[AVAILABLE DATA start]

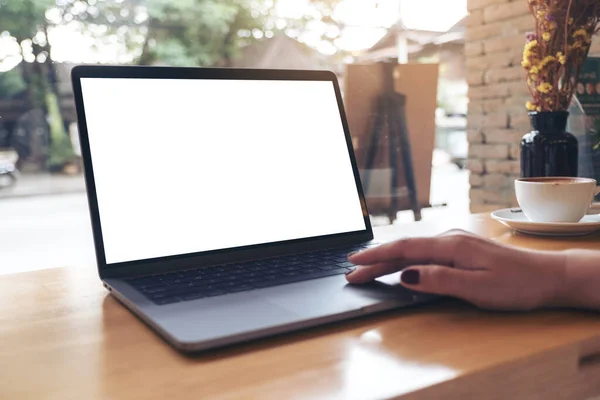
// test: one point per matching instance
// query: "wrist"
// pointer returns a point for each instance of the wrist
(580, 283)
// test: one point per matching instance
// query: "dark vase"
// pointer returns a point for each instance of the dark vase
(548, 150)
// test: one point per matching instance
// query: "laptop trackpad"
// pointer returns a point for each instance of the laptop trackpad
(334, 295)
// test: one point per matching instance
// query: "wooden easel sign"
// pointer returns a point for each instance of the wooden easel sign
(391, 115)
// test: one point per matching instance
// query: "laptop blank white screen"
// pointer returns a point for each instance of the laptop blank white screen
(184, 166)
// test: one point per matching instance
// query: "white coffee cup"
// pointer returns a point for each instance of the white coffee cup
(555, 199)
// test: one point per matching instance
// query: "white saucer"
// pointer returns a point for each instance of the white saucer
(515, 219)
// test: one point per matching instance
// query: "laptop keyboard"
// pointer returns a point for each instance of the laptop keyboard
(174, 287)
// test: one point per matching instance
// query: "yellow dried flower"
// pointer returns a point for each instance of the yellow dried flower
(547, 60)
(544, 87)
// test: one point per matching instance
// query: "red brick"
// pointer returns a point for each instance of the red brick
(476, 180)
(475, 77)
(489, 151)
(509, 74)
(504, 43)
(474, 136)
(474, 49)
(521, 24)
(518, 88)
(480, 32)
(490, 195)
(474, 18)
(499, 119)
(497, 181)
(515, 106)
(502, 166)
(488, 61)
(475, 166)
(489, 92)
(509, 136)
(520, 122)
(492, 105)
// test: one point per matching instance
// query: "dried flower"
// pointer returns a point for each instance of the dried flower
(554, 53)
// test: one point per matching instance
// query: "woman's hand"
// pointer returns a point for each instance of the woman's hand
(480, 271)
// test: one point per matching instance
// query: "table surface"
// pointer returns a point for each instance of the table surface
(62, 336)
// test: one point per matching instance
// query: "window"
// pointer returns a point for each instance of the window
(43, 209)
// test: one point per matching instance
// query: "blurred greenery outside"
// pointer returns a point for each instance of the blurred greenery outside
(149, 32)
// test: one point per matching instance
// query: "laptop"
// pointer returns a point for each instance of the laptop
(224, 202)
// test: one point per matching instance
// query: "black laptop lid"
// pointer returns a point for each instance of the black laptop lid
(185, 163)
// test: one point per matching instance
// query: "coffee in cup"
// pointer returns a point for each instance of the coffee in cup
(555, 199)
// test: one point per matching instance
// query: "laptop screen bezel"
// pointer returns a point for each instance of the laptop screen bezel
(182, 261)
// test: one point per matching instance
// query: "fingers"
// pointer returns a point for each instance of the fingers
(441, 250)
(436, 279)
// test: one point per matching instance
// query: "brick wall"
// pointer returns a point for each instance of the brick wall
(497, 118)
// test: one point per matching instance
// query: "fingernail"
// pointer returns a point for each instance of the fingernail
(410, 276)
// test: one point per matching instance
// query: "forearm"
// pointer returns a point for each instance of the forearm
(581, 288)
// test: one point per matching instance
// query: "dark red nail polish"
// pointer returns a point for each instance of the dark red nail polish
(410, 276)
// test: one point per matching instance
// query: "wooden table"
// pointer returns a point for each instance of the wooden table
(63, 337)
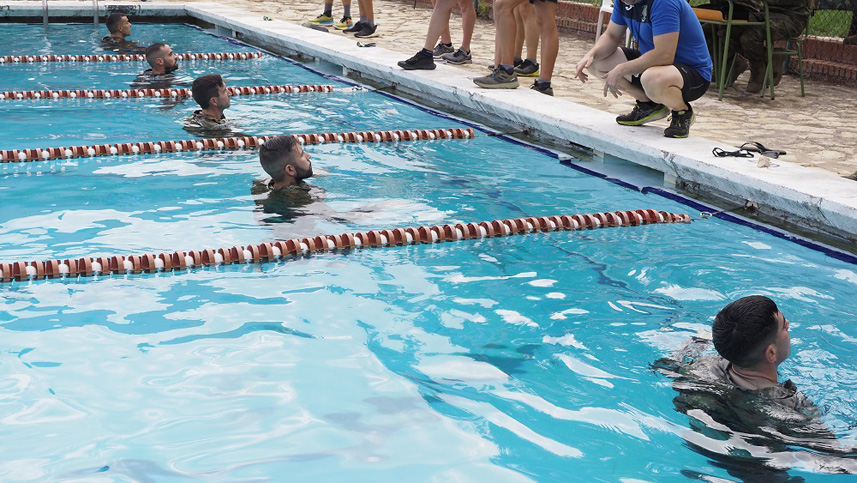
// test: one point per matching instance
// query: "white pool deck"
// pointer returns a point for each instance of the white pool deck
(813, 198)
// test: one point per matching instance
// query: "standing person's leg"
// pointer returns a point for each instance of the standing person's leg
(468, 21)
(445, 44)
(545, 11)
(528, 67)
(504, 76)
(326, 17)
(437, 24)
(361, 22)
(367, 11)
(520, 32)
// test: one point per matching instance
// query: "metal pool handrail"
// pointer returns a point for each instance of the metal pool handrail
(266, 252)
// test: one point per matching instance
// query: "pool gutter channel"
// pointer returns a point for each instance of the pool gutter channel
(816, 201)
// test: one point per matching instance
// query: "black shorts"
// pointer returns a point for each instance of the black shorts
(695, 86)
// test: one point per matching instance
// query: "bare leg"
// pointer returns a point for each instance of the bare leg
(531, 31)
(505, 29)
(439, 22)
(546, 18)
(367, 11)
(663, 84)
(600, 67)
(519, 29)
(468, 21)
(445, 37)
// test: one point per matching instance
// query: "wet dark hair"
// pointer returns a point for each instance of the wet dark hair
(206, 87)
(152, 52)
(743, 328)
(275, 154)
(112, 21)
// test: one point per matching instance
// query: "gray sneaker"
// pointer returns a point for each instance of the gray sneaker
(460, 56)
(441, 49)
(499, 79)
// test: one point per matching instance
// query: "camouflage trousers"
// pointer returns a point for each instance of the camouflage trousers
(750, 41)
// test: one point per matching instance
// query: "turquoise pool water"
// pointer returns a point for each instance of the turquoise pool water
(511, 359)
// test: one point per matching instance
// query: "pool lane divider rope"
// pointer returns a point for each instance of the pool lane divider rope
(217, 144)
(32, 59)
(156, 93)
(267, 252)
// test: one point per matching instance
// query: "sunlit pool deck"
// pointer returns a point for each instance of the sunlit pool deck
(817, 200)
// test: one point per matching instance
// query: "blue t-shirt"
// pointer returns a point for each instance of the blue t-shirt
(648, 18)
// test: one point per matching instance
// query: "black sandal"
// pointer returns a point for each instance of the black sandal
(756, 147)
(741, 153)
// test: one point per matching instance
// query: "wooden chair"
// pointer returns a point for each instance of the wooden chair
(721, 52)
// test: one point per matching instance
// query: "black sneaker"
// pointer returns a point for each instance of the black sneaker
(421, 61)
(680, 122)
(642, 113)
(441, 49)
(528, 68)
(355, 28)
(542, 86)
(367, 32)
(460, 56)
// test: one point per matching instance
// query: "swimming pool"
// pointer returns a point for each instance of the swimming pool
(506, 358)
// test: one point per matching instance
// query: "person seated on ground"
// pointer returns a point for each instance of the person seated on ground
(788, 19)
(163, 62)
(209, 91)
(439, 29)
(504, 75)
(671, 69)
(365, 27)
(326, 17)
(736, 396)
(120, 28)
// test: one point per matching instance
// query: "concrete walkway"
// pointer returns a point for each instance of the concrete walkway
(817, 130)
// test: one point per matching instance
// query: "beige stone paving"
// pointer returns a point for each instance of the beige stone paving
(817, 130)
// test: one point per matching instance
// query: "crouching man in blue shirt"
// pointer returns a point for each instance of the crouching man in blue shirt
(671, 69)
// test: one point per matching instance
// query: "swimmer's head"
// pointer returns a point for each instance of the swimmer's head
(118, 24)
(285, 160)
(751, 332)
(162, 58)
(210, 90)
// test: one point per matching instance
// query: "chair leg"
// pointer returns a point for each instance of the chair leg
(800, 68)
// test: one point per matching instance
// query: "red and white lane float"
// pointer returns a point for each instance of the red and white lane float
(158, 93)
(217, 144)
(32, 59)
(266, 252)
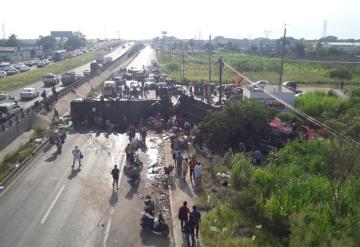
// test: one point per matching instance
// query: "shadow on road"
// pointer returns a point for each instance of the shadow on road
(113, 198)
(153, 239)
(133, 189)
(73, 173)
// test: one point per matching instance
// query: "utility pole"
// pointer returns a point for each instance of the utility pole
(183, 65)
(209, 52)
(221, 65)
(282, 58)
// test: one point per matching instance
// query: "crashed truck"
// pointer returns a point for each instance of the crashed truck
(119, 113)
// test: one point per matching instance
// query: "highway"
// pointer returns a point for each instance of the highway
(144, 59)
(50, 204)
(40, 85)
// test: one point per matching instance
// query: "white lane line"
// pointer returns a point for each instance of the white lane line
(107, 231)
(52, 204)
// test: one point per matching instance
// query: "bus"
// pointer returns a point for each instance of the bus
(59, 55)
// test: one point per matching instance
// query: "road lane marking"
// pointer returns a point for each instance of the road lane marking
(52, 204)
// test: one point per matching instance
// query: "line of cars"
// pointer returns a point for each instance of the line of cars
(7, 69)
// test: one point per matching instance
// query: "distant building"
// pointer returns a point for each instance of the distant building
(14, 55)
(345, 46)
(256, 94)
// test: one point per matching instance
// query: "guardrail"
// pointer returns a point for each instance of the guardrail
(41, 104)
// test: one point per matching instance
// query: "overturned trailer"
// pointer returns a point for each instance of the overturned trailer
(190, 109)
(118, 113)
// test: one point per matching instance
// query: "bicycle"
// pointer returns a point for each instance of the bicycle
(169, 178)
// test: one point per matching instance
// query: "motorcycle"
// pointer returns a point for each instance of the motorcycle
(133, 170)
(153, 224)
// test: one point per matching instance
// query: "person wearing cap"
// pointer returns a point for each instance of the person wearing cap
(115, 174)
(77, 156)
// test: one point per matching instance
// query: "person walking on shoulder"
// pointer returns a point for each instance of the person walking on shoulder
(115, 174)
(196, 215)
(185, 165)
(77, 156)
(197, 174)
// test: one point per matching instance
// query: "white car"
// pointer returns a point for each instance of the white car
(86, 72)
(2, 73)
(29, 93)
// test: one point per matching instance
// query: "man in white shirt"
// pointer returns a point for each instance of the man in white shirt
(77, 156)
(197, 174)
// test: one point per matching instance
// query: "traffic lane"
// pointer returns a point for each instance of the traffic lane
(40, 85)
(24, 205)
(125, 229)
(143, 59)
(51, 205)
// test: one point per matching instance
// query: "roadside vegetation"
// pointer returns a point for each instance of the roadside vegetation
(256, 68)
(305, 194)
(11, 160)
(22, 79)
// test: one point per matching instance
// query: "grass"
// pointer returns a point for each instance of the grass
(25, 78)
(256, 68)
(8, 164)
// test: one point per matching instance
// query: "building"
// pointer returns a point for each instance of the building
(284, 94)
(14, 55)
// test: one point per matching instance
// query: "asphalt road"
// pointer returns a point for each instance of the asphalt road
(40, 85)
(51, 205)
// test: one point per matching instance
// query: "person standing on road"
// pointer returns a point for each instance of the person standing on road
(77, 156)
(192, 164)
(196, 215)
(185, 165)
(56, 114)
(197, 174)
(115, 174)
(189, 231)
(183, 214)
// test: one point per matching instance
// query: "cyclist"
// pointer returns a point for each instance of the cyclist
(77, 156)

[AVAILABLE DATA end]

- **WHAT YOU HAVE TO DO**:
How many lines of the entries above contain the string "water"? Case matters, and the reply should be the number alone.

- **FULL ANSWER**:
2